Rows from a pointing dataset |
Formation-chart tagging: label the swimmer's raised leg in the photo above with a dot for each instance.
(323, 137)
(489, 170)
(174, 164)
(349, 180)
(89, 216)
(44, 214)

EXERCISE TASK | Repeat the data precisely, reproducing every entry.

TASK RESULT |
Formation-chart tagging: label the swimmer's raised leg in the photo above with a dot for each instance.
(323, 137)
(489, 170)
(174, 164)
(349, 180)
(89, 216)
(44, 214)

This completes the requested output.